[Saved entries]
--- START ---

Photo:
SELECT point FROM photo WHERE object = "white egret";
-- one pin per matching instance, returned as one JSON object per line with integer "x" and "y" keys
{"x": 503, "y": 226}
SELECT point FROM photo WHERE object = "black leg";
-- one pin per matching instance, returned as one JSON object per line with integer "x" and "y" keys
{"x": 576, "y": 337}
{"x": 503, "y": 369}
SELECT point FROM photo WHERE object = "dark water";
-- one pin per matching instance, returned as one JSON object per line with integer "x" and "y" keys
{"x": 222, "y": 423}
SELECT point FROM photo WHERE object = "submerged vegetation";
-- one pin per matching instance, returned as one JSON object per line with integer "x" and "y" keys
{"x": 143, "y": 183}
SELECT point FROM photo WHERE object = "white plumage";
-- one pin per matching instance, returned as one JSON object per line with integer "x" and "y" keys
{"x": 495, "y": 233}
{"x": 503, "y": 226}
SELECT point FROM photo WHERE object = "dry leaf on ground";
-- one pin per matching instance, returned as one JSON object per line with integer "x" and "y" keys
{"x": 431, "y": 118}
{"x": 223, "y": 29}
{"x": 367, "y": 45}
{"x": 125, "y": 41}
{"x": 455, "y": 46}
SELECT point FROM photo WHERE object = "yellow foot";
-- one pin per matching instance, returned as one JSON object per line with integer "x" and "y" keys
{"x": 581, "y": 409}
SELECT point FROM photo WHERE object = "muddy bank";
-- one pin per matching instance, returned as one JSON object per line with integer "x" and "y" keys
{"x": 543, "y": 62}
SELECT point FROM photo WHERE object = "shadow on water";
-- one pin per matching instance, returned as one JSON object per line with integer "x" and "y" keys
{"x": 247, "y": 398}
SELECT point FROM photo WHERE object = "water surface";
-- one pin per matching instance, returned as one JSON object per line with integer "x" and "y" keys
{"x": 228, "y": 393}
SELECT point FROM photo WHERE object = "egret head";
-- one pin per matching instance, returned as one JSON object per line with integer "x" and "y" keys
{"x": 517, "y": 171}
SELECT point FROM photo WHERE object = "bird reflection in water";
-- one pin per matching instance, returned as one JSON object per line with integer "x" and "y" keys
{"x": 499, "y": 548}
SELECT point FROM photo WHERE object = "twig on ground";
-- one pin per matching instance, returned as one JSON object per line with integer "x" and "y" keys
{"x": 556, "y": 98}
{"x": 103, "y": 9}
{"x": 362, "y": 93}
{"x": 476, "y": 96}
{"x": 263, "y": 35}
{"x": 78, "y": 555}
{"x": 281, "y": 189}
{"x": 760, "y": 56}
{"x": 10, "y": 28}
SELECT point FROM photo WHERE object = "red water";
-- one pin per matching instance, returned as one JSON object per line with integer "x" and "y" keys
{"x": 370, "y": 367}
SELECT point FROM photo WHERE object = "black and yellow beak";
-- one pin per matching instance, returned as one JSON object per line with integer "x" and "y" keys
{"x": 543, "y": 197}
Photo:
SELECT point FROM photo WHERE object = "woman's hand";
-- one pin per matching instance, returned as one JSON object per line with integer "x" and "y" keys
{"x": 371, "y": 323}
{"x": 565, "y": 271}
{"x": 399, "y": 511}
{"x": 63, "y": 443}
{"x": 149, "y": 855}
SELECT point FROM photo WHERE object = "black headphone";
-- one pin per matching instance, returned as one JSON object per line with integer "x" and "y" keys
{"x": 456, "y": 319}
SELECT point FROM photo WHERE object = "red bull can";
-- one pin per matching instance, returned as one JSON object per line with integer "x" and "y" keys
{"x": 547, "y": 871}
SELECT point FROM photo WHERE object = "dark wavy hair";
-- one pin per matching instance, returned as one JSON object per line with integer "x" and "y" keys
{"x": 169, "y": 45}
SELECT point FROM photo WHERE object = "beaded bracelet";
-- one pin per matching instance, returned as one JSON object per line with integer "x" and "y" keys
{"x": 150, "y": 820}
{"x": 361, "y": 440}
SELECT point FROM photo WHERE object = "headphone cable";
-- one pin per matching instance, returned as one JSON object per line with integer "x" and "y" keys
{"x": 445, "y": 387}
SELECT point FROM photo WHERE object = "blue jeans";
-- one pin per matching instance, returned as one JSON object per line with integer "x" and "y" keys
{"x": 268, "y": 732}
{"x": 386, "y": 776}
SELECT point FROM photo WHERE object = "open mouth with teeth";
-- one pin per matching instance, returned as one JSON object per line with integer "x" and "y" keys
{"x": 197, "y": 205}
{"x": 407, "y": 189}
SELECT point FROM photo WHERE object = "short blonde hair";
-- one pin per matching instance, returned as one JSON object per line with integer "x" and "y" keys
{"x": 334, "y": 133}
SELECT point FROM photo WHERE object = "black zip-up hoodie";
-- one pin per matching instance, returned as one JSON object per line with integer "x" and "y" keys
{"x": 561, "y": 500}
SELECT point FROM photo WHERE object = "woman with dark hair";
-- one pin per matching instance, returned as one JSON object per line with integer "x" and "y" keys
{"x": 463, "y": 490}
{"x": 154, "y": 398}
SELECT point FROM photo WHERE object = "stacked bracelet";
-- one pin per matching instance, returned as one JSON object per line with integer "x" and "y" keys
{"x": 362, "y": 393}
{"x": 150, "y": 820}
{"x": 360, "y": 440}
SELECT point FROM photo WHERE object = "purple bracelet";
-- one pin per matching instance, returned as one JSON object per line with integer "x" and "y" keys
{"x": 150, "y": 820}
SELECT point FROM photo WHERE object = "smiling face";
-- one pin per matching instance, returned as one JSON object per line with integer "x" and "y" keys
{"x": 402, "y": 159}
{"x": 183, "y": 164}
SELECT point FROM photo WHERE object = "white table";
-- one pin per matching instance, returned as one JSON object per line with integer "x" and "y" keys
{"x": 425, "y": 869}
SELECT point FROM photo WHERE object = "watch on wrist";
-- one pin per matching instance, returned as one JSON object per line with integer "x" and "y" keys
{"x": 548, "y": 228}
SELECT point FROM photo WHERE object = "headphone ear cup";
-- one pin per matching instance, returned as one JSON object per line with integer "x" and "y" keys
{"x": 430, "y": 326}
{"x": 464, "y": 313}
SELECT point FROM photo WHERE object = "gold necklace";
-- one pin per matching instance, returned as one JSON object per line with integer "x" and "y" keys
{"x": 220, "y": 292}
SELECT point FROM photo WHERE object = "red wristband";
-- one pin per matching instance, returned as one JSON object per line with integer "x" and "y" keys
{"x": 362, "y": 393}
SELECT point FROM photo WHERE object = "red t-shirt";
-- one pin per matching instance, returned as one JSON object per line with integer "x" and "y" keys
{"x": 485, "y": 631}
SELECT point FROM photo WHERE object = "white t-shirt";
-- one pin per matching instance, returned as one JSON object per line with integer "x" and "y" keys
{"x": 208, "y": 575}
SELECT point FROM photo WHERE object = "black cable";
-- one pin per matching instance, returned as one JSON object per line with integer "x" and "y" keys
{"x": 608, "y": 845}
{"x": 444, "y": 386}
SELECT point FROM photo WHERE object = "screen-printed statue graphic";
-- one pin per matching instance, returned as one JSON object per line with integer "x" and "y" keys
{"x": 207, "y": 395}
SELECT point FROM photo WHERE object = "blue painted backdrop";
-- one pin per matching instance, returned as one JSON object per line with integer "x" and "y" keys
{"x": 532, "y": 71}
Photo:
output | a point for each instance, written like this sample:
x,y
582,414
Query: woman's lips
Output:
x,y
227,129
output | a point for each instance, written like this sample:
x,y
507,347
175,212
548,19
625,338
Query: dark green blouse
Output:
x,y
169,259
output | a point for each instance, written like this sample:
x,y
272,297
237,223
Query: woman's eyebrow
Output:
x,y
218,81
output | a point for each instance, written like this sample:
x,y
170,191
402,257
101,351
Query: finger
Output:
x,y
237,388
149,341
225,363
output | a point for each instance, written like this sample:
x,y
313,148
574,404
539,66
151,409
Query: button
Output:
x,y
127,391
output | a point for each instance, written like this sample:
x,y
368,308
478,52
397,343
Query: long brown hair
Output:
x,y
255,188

--- END ---
--- START ---

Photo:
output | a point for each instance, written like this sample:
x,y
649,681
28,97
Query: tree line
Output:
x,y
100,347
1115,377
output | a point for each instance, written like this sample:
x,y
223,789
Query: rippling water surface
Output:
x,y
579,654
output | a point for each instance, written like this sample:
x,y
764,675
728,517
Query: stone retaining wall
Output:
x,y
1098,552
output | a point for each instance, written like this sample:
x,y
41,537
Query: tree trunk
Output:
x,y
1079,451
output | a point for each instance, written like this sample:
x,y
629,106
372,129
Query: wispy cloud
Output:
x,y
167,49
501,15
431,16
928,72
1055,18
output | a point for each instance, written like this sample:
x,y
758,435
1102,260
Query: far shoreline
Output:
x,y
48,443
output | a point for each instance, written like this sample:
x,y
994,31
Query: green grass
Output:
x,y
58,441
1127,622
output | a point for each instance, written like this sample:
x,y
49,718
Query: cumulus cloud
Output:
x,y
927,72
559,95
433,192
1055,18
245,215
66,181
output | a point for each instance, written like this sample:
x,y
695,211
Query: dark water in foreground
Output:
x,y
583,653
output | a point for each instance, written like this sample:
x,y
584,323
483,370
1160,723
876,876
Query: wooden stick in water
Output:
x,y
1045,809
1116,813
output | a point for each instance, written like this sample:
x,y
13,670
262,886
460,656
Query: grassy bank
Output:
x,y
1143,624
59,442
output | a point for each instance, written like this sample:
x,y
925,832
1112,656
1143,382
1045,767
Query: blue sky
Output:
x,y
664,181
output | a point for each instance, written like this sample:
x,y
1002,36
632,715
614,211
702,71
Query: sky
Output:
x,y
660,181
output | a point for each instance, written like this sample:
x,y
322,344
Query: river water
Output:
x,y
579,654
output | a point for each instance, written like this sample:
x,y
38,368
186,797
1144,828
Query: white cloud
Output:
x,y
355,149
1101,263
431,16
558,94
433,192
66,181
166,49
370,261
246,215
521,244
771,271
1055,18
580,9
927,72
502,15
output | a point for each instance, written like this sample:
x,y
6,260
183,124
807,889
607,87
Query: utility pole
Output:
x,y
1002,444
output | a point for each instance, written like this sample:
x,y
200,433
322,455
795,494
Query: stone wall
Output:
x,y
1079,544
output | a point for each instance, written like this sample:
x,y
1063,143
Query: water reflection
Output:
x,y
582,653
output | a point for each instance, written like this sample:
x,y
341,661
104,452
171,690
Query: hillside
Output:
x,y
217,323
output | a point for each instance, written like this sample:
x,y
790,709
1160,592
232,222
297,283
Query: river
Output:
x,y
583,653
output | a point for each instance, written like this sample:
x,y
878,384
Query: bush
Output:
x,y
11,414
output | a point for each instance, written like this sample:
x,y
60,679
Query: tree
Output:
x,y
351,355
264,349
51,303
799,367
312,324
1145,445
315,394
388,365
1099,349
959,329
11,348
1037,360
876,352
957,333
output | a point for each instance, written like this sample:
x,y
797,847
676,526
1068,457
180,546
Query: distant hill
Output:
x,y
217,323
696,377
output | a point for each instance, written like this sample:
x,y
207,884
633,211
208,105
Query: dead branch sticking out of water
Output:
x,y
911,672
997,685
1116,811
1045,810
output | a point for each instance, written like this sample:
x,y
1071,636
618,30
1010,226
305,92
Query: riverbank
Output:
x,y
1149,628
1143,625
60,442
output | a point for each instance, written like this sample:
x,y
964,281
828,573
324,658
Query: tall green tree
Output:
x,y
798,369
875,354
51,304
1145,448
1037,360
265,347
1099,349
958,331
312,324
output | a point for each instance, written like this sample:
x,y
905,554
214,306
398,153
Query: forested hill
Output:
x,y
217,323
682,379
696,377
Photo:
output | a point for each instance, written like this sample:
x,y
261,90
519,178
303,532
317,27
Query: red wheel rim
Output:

--- END ---

### [WHAT YOU NEED TO DO]
Every line that holds the word "wall" should be copied from the records above.

### [ANSWER TO THIS EXERCISE]
Query: stone retaining wall
Query: stone wall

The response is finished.